■ Passage provided
After a couple of trips to central Florida and then up to Atlanta we decided that the move to Georgia was the right move for our family. So, my two youngest children and I moved in with my dad, who lived in Palm Beach County at the time, and Larry moved up to Atlanta to live with a good friend from his high school days. Larry looked for work and a home for us, while I took care of our two kids and helped to care for my dad, who had been diagnosed with Thymoma, a type of cancer that affects your thymus gland. In May of 2010, Larry came to FL to pack up the rest of our belongings and take me and the kids up to Atlanta. Shortly thereafter, we found a lovely home in Smyrna and a community that we have called home ever since.


My dad came to live with us for three years until he passed away at home. We had many wonderful memories with Pop, as my kids affectionately called him. During that time we also fought to recover from the great recession. Both Larry and I found and changed jobs, trying to recover financially, while providing as many opportunities as we possibly could for our two youngest kids. During this time my oldest son also got married, had a baby, joined the Army, was deployed to Iraq, had another baby, and then deployed to Afghanistan. My daughter entered second grade when we moved to Atlanta, and she is now a junior in high school and making her own plans for the future after high school (!) My youngest was just entering kindergarten, and he will move on to high school in 2020! I launched one business and then co-founded ReConnected To Life with Rachel. Larry went back to grad school and will get his masters degree in 2020. And of course, there is so much more. This is life.

■ Dataset extract
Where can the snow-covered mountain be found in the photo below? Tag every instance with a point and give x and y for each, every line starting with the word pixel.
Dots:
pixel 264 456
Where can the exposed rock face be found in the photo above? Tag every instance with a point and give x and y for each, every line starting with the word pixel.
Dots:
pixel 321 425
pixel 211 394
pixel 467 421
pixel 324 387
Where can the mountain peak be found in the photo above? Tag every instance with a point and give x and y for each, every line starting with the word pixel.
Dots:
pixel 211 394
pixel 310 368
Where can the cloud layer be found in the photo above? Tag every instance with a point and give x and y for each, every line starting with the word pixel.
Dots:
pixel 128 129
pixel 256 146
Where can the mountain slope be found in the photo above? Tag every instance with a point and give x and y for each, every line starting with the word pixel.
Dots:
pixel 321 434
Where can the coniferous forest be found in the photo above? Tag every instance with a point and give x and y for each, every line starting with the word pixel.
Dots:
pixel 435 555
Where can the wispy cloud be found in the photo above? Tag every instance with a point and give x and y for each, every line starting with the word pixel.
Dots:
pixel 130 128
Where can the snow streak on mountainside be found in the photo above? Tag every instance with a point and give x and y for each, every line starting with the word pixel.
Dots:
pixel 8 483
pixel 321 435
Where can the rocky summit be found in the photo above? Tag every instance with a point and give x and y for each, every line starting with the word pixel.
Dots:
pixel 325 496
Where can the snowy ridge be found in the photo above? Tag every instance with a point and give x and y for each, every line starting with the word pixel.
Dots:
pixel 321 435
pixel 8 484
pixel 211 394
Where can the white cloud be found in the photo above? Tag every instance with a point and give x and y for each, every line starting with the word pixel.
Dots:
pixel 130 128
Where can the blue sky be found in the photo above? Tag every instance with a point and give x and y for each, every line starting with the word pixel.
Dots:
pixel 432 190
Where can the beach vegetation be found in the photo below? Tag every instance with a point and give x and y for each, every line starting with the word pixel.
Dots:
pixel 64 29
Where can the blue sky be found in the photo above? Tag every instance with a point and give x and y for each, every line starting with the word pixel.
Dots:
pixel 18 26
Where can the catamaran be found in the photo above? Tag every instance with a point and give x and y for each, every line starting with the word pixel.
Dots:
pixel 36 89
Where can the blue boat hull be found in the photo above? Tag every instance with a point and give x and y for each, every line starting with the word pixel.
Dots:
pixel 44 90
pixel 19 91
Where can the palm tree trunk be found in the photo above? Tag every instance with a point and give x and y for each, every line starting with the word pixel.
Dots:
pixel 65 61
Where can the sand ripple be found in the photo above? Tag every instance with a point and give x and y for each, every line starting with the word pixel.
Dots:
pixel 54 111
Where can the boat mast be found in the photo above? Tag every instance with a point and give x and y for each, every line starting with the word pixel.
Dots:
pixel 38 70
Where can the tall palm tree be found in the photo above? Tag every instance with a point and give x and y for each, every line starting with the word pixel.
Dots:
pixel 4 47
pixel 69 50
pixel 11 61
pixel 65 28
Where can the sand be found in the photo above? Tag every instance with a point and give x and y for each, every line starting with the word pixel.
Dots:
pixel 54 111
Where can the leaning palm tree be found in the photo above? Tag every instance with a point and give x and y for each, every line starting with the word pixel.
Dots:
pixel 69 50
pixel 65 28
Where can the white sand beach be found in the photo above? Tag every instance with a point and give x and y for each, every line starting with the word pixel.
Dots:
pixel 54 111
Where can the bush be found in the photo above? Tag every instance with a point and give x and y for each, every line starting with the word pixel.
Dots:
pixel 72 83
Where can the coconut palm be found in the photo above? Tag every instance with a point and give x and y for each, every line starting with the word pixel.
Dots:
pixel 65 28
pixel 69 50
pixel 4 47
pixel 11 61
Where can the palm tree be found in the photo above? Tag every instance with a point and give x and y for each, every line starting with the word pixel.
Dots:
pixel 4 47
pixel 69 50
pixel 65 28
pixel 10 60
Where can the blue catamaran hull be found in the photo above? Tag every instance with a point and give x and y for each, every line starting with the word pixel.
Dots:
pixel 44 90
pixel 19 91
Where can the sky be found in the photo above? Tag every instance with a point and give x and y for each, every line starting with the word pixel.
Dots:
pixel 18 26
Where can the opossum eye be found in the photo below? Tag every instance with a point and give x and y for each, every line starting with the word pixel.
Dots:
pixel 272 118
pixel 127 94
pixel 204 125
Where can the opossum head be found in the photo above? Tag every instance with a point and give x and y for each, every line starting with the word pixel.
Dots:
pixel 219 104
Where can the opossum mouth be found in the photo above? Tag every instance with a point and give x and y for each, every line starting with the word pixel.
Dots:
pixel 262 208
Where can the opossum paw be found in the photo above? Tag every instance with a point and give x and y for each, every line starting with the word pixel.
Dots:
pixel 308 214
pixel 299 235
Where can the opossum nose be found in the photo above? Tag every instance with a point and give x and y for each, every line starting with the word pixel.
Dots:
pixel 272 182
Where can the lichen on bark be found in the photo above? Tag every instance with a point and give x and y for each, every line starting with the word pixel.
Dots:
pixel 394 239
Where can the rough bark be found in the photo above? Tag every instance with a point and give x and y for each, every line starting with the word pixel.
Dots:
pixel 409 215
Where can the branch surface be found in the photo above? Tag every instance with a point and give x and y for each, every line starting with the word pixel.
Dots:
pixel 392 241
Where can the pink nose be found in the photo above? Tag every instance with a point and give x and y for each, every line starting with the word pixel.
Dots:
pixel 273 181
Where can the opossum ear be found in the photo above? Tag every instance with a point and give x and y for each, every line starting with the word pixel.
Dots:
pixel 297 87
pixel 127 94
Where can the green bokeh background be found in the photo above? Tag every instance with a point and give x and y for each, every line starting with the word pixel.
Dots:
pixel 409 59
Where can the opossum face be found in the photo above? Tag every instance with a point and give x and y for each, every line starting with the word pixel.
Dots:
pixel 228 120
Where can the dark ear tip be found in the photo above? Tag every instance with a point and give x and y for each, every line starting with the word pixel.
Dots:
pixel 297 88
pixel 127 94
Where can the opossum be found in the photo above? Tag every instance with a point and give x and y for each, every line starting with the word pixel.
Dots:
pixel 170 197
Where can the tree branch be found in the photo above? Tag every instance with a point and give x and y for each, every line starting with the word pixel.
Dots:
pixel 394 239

■ What you are asked to do
Summarize the passage about the family's move to Georgia in two sentences.

■ Your solution
After deciding to move to Georgia, the family split up for a time: Larry went to Atlanta to look for work and a home, and the writer stayed in Palm Beach County with the two youngest children and helped care for a father diagnosed with Thymoma, until they moved in May 2010 and soon settled in Smyrna. In the years that followed, the writer's father lived with them for three years until he died, the family worked to recover financially from the great recession, and each member went through major changes, including the oldest son's Army deployments, the writer co-founding ReConnected To Life, and Larry returning to grad school.